--- begin Records shown ---
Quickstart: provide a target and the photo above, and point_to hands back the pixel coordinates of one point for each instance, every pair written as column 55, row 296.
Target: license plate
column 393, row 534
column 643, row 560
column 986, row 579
--- end Records shown ---
■ **What you will do**:
Lay out all the records above as a two-column CSV with the headers input and output, one row per record, putting its text and its answer each in a single quoted field and replacing line breaks with spaces.

■ **Task solution**:
input,output
"Quickstart: provide a target and the photo above, and point_to hands back the pixel coordinates of one point for each instance, every pair written as column 55, row 296. Target: license plate","column 393, row 534 column 643, row 560 column 986, row 579"